» Required task: Exactly as they appear, copy the lines of the listing from the one containing "[outline] layered rock, every instance" through the final line, both included, and nothing else.

» Data rows:
## begin
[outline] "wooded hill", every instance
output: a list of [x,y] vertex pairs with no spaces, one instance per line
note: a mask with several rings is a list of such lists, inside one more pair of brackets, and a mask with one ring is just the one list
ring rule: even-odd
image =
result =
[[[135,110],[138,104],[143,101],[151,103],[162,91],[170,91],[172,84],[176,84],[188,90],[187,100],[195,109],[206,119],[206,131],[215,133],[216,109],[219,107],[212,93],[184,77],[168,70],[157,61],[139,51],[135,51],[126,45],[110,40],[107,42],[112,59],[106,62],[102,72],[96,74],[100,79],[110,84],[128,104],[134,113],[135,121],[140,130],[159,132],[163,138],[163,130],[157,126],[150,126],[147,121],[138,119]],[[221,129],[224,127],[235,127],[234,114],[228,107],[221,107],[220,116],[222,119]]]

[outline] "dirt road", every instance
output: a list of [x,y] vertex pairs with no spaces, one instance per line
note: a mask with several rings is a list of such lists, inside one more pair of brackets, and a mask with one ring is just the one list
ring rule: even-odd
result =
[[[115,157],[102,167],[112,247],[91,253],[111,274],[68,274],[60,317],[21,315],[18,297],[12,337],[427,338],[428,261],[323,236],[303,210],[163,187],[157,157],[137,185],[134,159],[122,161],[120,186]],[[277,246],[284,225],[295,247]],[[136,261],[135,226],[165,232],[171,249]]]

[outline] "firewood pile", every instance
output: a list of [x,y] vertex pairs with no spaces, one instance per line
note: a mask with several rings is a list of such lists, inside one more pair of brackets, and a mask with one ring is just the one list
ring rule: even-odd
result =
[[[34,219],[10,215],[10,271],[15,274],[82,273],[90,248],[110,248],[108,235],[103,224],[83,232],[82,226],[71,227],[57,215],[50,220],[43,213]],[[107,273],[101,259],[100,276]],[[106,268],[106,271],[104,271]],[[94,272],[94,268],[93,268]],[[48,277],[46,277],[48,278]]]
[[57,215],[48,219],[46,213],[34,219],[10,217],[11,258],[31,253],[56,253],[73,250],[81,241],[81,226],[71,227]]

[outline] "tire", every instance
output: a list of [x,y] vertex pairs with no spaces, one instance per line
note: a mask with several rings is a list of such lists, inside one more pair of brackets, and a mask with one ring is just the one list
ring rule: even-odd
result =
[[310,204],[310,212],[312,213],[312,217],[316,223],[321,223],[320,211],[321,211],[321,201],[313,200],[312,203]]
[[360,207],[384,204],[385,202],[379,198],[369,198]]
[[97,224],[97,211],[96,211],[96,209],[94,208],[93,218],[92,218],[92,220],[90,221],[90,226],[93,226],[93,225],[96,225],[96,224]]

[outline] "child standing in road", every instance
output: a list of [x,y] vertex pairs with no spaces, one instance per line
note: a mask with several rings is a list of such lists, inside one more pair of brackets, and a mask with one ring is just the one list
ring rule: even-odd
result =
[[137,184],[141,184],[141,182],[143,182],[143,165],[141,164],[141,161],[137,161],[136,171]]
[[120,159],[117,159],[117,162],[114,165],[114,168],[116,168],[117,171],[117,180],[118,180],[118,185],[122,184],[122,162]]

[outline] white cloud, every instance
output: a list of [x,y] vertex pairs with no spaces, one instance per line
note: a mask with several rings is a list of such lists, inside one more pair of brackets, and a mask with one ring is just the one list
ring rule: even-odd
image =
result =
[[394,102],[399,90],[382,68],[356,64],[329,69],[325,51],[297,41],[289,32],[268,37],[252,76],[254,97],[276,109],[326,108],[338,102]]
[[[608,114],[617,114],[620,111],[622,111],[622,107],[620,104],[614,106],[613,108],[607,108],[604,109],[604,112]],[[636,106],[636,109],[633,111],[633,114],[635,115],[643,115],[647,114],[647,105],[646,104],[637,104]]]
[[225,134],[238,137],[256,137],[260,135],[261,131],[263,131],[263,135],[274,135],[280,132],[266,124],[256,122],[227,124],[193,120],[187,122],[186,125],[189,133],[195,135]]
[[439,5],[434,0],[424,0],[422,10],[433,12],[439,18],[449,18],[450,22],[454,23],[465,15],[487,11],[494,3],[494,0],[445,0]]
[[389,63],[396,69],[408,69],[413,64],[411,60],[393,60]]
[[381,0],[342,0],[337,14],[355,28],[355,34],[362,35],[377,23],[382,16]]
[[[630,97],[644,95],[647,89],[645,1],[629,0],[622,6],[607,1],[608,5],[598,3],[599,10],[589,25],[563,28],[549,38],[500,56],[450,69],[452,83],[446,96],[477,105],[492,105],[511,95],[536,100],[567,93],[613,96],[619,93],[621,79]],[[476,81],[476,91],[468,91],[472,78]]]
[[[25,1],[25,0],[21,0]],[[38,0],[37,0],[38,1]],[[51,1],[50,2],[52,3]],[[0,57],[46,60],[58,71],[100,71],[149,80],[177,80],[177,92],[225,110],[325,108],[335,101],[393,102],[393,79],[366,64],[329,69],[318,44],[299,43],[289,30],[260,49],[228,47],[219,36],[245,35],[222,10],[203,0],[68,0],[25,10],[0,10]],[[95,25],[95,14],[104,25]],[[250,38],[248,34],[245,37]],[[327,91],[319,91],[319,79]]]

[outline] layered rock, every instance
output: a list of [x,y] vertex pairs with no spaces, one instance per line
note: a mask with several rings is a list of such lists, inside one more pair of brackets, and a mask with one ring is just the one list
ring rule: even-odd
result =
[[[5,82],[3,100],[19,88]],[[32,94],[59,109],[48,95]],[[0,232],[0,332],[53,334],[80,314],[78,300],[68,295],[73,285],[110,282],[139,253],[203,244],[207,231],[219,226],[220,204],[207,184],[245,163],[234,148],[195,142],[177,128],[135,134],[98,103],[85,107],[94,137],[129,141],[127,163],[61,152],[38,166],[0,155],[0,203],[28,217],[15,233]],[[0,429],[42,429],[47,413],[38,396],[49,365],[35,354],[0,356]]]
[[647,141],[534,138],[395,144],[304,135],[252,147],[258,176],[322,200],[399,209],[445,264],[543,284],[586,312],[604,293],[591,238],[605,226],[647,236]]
## end
» Answer to the exercise:
[outline] layered rock, every instance
output: a list of [x,y] vertex pairs with no spaces, one instance per line
note: a mask with several rings is a list of such lists, inside one more pair of brackets, and a mask with one ring is just the one list
ring rule: even-odd
result =
[[[5,82],[3,100],[19,88]],[[32,94],[59,109],[48,95]],[[0,232],[0,332],[53,334],[80,314],[78,300],[68,295],[73,285],[110,282],[139,253],[203,244],[207,231],[219,226],[220,204],[207,184],[245,163],[234,148],[195,142],[177,128],[135,134],[98,103],[85,107],[94,137],[129,141],[127,163],[61,152],[38,166],[0,155],[0,203],[28,217],[15,233]],[[0,429],[42,429],[47,413],[38,396],[49,365],[35,354],[0,356]]]
[[647,141],[534,138],[395,144],[304,135],[252,147],[258,176],[322,200],[399,209],[445,264],[543,284],[586,312],[604,293],[591,238],[605,226],[647,236]]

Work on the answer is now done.